## WHAT IS NEEDED
An unchanged copy of every record below, without pictures, is the goal.

## DATA UNDER STUDY
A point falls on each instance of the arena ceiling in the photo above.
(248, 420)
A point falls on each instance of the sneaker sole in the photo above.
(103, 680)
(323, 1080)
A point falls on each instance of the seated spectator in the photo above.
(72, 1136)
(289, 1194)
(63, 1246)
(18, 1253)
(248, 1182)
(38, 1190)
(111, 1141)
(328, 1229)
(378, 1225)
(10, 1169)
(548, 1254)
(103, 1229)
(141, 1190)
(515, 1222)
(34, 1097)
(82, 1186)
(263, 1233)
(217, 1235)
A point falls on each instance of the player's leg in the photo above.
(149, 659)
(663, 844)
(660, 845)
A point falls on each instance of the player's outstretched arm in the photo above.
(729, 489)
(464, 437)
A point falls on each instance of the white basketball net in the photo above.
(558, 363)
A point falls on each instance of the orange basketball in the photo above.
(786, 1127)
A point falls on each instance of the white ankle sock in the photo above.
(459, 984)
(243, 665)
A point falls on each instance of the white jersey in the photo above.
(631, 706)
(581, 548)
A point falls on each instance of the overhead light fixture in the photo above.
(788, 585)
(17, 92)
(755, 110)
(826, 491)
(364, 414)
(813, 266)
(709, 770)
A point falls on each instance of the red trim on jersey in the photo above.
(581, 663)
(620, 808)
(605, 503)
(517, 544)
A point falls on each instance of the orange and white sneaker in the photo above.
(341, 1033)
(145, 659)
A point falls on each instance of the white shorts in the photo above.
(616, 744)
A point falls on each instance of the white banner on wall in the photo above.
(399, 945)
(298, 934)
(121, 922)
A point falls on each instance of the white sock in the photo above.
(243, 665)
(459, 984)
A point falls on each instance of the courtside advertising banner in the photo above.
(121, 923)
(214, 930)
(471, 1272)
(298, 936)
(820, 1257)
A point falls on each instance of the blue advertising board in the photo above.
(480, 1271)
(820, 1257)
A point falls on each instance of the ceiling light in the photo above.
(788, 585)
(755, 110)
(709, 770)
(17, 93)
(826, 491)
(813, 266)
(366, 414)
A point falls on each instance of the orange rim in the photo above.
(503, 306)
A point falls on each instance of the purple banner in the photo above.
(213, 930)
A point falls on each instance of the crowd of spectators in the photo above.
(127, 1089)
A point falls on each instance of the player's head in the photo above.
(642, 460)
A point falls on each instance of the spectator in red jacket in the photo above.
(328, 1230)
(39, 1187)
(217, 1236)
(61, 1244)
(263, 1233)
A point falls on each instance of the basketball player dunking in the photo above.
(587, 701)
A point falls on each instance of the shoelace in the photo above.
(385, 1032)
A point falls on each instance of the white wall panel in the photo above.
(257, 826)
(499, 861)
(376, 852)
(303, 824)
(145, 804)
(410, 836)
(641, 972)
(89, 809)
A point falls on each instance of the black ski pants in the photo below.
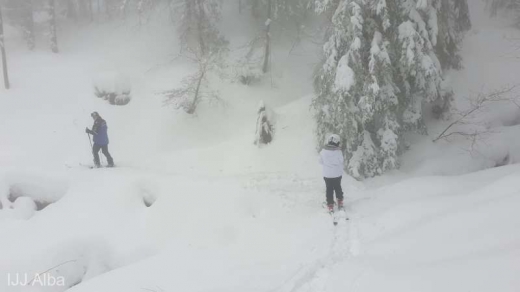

## WRITTEN SOLUTION
A point falls on each instance of the arena ceiling in the photo above.
(248, 420)
A point falls on each instance of the sneaker sole in the photo above.
(103, 680)
(323, 1080)
A point falls on each instance of the seated spectator in the photo above.
(72, 1136)
(289, 1194)
(63, 1246)
(18, 1253)
(248, 1182)
(38, 1190)
(111, 1141)
(328, 1229)
(378, 1225)
(10, 1169)
(548, 1254)
(103, 1229)
(141, 1190)
(515, 1222)
(34, 1097)
(82, 1186)
(263, 1233)
(217, 1235)
A point falls on each instance of the player's leg in the photo above.
(149, 659)
(663, 844)
(660, 845)
A point falls on each instance of the player's outstretched arm in the photo above.
(729, 489)
(464, 437)
A point falls on each instance of the white basketball net in the photo above.
(558, 363)
A point falls on each instance of the orange basketball in the photo above.
(786, 1127)
A point falls on each instance of the white ankle sock in the photo above.
(459, 984)
(243, 665)
A point falls on each instance of the white jersey in the photo above.
(631, 706)
(581, 548)
A point falls on each instance of the overhead light fixture in the photo above.
(788, 585)
(17, 92)
(755, 110)
(826, 491)
(364, 414)
(813, 266)
(709, 770)
A point falls on each instance of the red trim on jersey in the photo above.
(581, 663)
(620, 808)
(605, 503)
(517, 544)
A point falls on each instance of the orange and white sneaker in the photo above.
(341, 1033)
(145, 659)
A point falls on each instance of the white shorts in the photo above.
(616, 744)
A point falls on each instance of the white banner on wall in the photo above.
(399, 945)
(298, 934)
(121, 922)
A point falls on each instance of the white sock in the photo above.
(243, 665)
(459, 984)
A point falls on each instance of the courtside advertising banner in the photo above.
(121, 923)
(214, 930)
(471, 1272)
(298, 936)
(820, 1257)
A point falls on each instance of the blue advertising board in the photo above.
(480, 1271)
(820, 1257)
A point falls on each instance of the ceiling light in the photo above.
(788, 585)
(755, 110)
(709, 770)
(17, 93)
(826, 491)
(813, 266)
(366, 414)
A point falls on each instance of the orange rim in the photo above.
(503, 306)
A point falls on each instance of the purple banner in the photo above.
(213, 930)
A point falls on each instance of the crowd of spectators in the photo above.
(127, 1089)
A point falls on each instance of the player's head in the photo above.
(642, 460)
A point falls on each instance of the spectator in red jacket in the photo above.
(328, 1230)
(39, 1187)
(217, 1236)
(61, 1244)
(263, 1233)
A point falls on each instance of the basketball player dunking in the photo above.
(587, 701)
A point falls on each instance of the shoelace in the photo above.
(385, 1032)
A point falls on each instance of the white wall panel in the photo above.
(257, 826)
(499, 861)
(376, 852)
(303, 824)
(145, 804)
(410, 836)
(641, 972)
(89, 809)
A point falls on each instance of the black ski pants in the photo below.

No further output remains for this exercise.